Requirement A: According to the passage about teaching, what share of teachers quit within the first five years of their career?

Given passage:
———
Teaching not difficult or stressful? Teachers don't need to bring their "A" game?
When I call you clueless in the next sentence, please don't take it as 'anti-social sniping', take it as a simple statement of fact.
You are clueless on seemingly every facet of the topic of education. I've done much teaching in my life: public high school, college ensembles, private lessons, section coaching, master classes, summer camps and substitute teaching. Speaking from experience, some of those jobs are easy, but there is nothing easy about public K-12 teaching. If you don't bring your "A" game, you will be eaten alive by students, administrators and parents (in that order). Teaching is actually more difficult for bad teachers, which is why 50% of teachers quit within the first 5 years of their career. I don't imagine business intimidates that many MBAs away from the profession.
My dad was a business man as well as a teacher, so I won't dispute that running a business is also difficult.
Let's be honest, this 'good intellectual debate' is neither good nor intellectual, and it's hardly even a debate.


It's shit like this, DFT. (emphasis added below)

That aside, being an educator is a noble profession. Certainly like any job if you care you make it more difficult for yourself - if you don't then you make it easier. But being a salary employee isn't even in the same ballpark as owning and worrying about your own business. There's very little risk in clocking into a teaching job. And yes grading papers over a TV dinner is probably not fun, but stressful? Nay.

Seeing how you gave your own circumstantial evidence, I'd like to do that as well. My high school teachers were largely a joke. Ms. Williams was a rather large lady who taught my junior and senior year English. She started both years telling us how much she despised teaching grammar, so she didn't teach it. She promised we'd watch lots of videos though, and we did. Terrible waste of time.

It took Mr. Wright nearly a year to teach us the fundamentals of writing a check and balancing our checkbook. He spent ten minutes in class every day, then assigned us busy work while he left for the rest of the period to smoke in the teacher's lounge. True story.

Mr. Amos never taught us anything in our Marketing class. He was in the classroom maybe an eighth of the year, and we didn't do a single lesson plan except when there was a substitute teacher. Mr. Dismuke was quite brilliant as a Mathematician. But his oratory skills were as engaging as a 1960s robot, and most kids barely passed or failed his courses. Mr. Qualls was there to produce high school plays and nothing else. It was great for you if you were in one of his plays, but if you weren't you spent the period in a classroom by yourselves doing absolutely nothing. Mrs. Ruth always thought I was drawing hidden satanic messages in my art class, so she would take it upon herself to "censor" my art. That is she would paint or mark over it. Mr. Maynard told me once he didn't like me, and once he refused to hand a test out to me because he was sure I'd fail it anyways. He gave me a zero and I eventually failed his course. Mr. Davis let us sleep in his class. Mr. Williams used to let the underaged girls massage his shoulders during class. Etc. All true stories from my personal experience. And I could go on and on.

I can't remember a single teacher that brought their "A" game. Not one. And surprisingly not a single one of them was "eaten alive by students, administrators and parents (in that order)."
———
Material provided:
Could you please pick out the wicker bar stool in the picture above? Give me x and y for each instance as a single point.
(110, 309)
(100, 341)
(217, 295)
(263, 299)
———
Requirement B: Copy out the records above, line for line, with no changes.

Problem solution A: 50%

Problem solution B:
Could you please pick out the wicker bar stool in the picture above? Give me x and y for each instance as a single point.
(110, 309)
(100, 341)
(217, 295)
(263, 299)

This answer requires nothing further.